Task goal:
Move over the items from the line containing "Task: identify the hay pile" up to and including the last line of the items, with 143 added to every coordinate in the answer points and the task lines left unchanged. Omit the pictures.
--- start The input ---
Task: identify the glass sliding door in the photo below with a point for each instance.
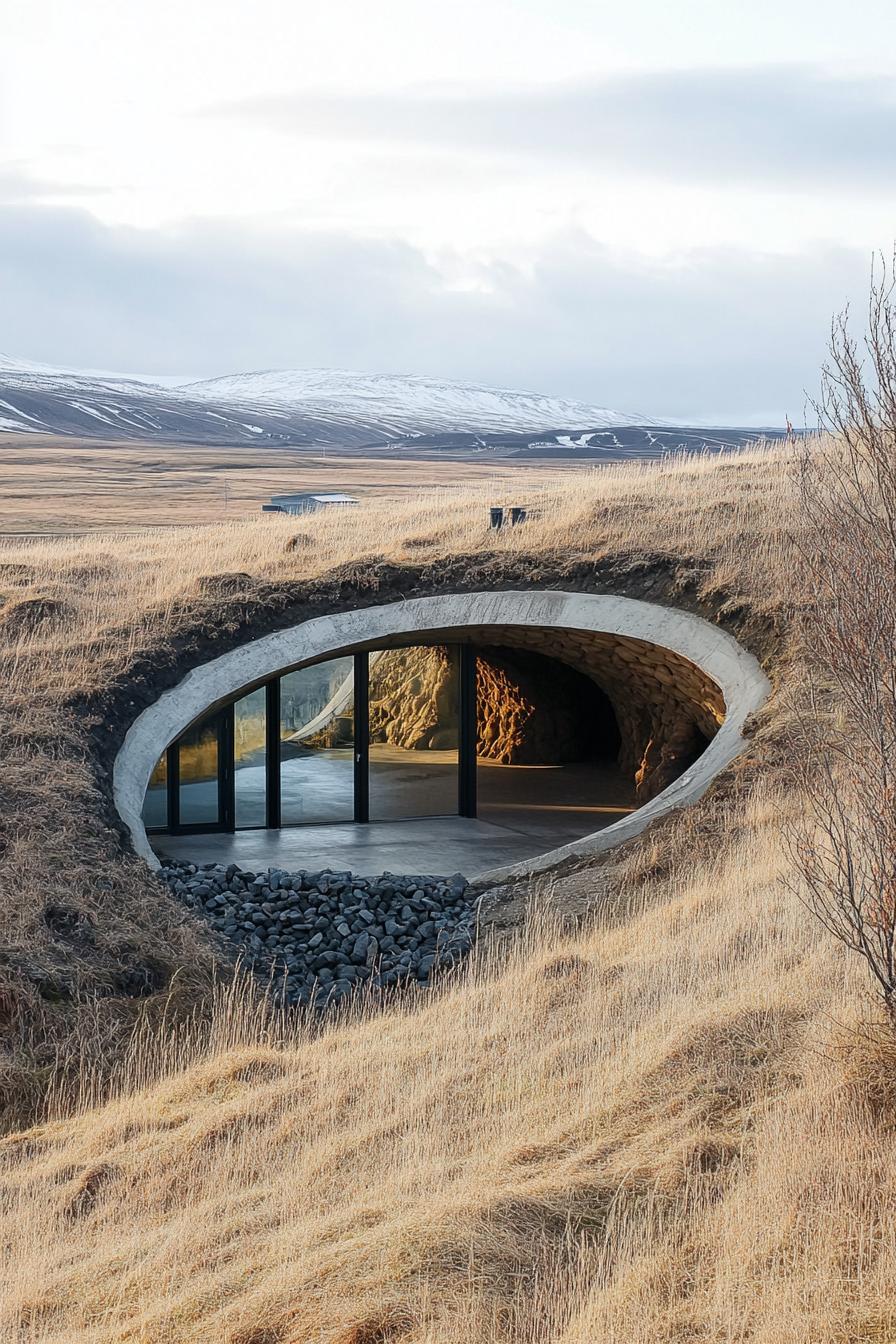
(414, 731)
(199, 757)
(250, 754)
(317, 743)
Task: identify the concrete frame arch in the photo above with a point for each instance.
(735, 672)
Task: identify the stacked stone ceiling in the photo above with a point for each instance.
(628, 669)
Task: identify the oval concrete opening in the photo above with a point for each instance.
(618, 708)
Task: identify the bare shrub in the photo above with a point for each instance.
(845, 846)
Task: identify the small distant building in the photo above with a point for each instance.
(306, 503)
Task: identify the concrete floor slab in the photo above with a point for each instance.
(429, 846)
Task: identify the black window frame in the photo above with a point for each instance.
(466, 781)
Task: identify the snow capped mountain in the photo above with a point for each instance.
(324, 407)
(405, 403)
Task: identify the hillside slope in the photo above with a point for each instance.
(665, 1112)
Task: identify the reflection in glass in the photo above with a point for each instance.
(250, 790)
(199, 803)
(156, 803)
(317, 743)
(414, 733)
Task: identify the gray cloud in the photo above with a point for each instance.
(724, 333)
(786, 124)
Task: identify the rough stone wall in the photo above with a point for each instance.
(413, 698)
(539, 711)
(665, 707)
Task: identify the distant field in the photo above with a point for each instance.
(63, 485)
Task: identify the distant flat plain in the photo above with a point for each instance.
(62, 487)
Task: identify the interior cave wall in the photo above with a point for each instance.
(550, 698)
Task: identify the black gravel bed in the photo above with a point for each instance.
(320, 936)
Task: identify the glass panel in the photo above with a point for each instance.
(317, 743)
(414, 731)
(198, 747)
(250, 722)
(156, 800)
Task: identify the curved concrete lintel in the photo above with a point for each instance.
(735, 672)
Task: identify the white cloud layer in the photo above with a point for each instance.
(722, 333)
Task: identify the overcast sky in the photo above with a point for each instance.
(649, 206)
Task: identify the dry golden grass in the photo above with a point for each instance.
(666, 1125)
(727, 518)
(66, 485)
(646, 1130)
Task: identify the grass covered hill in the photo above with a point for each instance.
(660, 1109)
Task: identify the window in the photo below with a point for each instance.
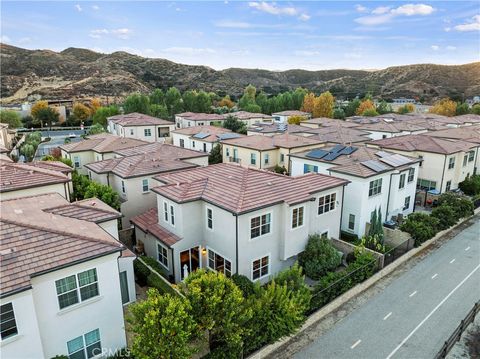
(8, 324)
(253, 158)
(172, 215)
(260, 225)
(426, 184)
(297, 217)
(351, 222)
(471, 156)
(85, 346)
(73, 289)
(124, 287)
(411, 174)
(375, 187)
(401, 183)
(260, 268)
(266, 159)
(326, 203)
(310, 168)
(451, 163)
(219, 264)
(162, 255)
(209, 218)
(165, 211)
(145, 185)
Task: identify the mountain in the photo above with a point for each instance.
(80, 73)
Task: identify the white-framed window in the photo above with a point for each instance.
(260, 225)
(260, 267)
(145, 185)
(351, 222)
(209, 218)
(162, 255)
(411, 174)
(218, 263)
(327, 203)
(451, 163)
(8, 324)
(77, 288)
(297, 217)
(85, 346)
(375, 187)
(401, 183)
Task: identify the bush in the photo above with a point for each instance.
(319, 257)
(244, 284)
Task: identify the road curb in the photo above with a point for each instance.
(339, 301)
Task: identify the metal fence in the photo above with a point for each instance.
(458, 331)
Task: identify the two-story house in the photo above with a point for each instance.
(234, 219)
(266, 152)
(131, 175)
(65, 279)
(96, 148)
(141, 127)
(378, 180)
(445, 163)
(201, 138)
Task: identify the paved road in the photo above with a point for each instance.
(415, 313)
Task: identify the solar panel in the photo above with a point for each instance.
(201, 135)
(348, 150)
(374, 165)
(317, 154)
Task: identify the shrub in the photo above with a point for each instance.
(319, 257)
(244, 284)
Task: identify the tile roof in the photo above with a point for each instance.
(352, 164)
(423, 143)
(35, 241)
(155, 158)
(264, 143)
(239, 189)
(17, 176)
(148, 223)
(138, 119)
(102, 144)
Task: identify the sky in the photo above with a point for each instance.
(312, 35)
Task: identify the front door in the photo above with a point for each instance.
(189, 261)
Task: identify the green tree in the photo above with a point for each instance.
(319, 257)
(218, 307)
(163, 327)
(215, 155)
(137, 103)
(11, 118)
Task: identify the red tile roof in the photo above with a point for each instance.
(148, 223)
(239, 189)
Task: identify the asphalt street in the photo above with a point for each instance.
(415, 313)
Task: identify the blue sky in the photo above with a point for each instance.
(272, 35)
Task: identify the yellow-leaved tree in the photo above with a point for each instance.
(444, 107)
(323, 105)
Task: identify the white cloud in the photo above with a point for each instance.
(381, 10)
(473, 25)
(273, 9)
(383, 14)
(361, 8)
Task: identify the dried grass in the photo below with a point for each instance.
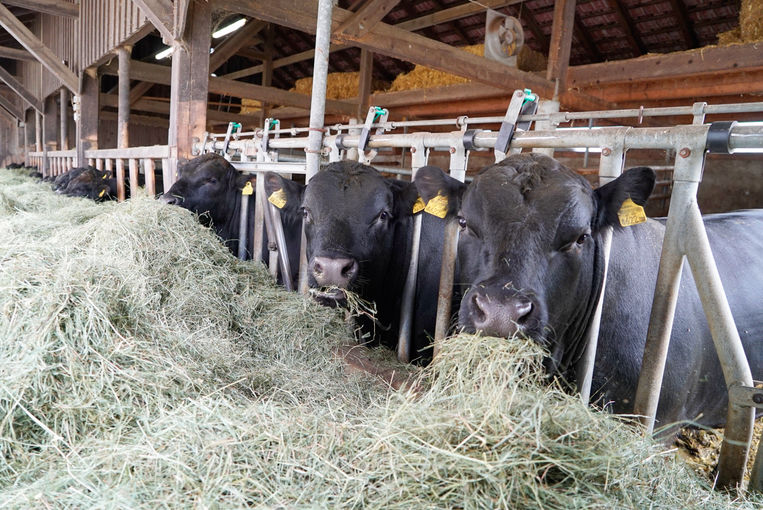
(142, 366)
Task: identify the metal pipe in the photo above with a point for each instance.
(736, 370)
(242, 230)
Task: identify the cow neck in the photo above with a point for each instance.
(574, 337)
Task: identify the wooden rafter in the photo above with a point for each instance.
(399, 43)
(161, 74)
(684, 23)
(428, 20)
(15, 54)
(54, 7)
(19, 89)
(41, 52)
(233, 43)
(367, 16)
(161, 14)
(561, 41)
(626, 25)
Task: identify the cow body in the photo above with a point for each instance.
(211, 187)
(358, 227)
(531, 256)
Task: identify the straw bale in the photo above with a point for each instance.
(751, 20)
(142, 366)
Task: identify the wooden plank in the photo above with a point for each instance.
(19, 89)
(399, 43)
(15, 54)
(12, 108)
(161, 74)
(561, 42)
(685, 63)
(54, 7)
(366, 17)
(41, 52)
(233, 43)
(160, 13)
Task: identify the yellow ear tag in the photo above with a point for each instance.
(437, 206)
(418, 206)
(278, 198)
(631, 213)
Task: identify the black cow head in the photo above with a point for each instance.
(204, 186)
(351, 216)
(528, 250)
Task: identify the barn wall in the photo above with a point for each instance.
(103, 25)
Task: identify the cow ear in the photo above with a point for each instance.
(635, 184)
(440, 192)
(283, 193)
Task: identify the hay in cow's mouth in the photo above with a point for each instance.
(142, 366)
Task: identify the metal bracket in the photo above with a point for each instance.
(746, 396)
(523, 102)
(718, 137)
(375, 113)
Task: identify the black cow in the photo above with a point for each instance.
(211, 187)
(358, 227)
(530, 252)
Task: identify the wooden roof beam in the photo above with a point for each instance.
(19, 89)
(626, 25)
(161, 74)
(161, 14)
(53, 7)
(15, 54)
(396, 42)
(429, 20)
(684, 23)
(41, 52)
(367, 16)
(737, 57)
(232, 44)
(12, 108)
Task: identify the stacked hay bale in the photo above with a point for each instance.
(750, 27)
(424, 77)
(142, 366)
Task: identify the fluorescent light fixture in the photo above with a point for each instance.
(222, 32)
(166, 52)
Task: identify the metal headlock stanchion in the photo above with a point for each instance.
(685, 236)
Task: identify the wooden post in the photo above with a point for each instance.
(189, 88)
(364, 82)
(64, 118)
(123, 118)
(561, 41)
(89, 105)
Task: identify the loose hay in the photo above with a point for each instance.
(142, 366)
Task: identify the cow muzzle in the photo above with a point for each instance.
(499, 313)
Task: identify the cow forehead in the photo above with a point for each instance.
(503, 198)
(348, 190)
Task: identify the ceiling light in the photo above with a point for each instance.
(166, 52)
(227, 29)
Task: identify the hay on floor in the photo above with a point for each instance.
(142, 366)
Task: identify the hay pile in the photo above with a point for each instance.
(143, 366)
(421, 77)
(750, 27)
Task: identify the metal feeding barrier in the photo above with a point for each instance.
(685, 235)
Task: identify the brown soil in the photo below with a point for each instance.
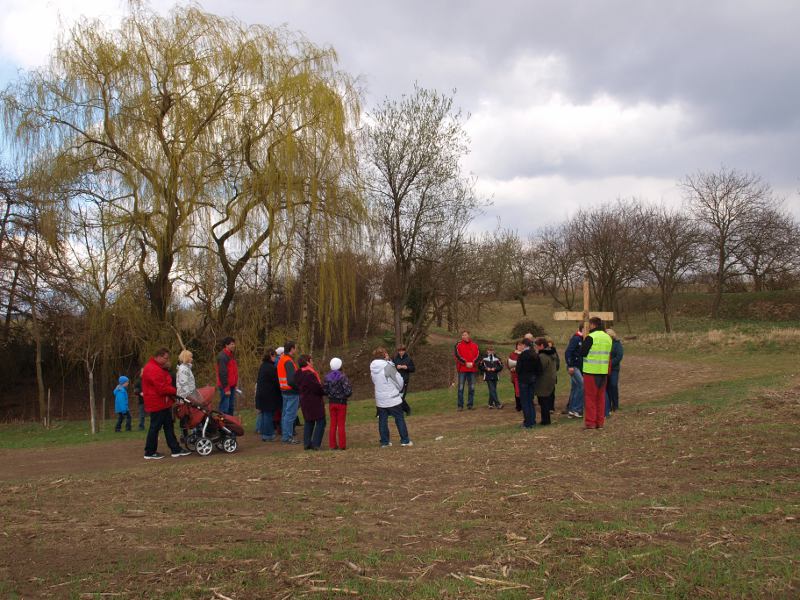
--- end The input ---
Completed task:
Task: identify the hay pile in the photo above with a point for each instance.
(286, 509)
(564, 220)
(893, 170)
Task: identify the metal feeding barrier in the photo above with a point for each instance.
(828, 378)
Task: identify the brown soil in the photo below with a point for each instance.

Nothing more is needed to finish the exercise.